• [Input for this task]:

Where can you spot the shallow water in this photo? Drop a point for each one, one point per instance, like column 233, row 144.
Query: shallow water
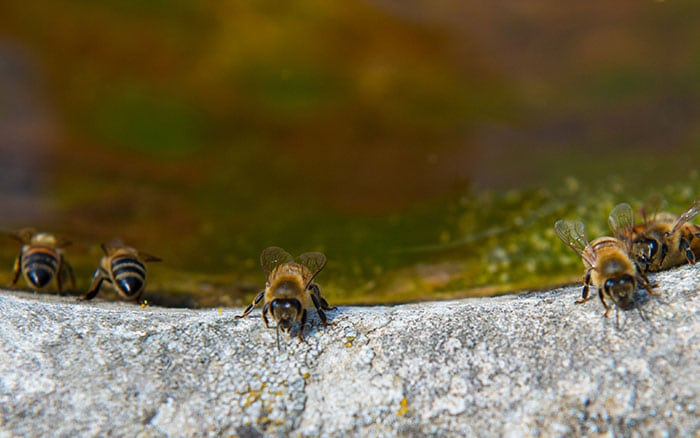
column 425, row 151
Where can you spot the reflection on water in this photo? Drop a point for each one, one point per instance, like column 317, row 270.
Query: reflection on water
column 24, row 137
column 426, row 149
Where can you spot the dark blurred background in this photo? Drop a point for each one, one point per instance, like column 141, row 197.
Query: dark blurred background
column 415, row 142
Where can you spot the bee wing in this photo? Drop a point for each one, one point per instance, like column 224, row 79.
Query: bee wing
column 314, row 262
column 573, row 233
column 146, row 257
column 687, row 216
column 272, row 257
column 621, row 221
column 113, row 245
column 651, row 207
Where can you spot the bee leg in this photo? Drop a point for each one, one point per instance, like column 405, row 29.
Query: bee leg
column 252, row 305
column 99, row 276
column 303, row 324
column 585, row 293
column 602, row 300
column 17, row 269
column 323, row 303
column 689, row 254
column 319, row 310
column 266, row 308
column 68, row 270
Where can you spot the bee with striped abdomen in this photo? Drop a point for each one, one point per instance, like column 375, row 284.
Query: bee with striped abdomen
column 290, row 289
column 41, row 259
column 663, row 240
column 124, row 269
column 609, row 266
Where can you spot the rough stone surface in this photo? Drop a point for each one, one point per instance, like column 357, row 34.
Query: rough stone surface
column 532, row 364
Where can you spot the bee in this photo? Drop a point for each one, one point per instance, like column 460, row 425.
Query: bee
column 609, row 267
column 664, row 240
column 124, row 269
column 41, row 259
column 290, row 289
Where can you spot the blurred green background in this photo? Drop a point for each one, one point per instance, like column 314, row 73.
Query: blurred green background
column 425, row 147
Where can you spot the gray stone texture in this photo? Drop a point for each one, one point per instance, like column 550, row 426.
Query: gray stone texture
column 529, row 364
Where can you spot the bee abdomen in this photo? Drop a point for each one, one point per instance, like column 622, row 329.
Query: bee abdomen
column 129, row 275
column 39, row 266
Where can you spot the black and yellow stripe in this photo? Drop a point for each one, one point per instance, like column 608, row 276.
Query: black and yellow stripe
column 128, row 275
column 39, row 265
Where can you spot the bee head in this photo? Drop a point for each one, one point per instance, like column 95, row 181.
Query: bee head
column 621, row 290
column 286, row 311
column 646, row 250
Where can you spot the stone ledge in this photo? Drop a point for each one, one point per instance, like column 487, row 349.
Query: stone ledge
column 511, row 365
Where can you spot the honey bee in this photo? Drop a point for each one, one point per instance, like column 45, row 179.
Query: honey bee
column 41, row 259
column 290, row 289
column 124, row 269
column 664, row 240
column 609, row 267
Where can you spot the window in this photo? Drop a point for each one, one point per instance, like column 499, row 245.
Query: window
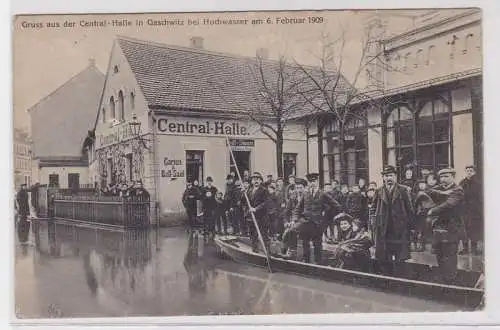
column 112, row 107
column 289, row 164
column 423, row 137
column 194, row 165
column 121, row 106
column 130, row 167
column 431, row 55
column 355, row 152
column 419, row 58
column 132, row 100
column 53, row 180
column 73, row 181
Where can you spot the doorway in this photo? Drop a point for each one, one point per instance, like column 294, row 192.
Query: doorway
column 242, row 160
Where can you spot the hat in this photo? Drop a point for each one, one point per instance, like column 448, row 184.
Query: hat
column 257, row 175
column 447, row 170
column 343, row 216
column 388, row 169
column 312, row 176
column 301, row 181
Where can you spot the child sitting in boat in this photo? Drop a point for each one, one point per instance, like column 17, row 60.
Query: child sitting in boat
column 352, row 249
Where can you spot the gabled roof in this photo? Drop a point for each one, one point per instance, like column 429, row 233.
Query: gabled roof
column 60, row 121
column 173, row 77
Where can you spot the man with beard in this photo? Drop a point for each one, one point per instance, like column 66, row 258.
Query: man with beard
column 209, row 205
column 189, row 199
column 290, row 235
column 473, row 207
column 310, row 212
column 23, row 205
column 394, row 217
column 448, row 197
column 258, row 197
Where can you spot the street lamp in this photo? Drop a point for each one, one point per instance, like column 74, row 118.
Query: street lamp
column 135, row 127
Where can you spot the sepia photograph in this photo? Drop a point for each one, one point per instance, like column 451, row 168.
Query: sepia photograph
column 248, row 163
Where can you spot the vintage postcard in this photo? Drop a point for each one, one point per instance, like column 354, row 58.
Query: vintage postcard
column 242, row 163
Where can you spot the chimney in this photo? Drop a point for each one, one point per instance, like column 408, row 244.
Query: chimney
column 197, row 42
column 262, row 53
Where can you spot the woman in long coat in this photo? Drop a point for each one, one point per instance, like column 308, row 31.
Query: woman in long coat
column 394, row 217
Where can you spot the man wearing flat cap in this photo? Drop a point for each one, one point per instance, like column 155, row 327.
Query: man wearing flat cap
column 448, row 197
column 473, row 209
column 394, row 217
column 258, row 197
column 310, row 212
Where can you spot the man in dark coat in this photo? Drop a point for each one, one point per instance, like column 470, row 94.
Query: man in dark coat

• [Given task]: Arrange everything from the line containing "Where can you spot the bee head" down to the line containing "column 242, row 160", both included, as a two-column CSV with the headers instruction and points. Give one line per row, with its text and its answer each in a single quoted field, line breaks replaced by spaces, and the pictures left out.

• [Response below]:
instruction,points
"Where can you spot the bee head in this photo? Drop a point for each one, one point per instance, like column 95, row 181. Query: bee head","column 621, row 290 column 286, row 311 column 646, row 250"
"Where can you spot the stone ledge in this photo? Drop a point for each one, one point per instance, like column 487, row 349. Query: stone ledge","column 511, row 365"
"Where can you spot the honey bee in this photo? Drop a point for each one, one point per instance, like column 45, row 179. Query: honey bee","column 41, row 259 column 290, row 289 column 124, row 269 column 664, row 240 column 609, row 267"
"Where can you spot the window in this photo? Drop a point for each one, one point per instance, like column 499, row 245. Query: window","column 112, row 107 column 289, row 164 column 423, row 137 column 194, row 165 column 121, row 106 column 130, row 167 column 431, row 55 column 355, row 152 column 419, row 58 column 132, row 100 column 53, row 180 column 73, row 181"
"Where can you spot the doorway in this photo? Drop a point for each one, one point per instance, like column 294, row 192. Query: doorway","column 242, row 160"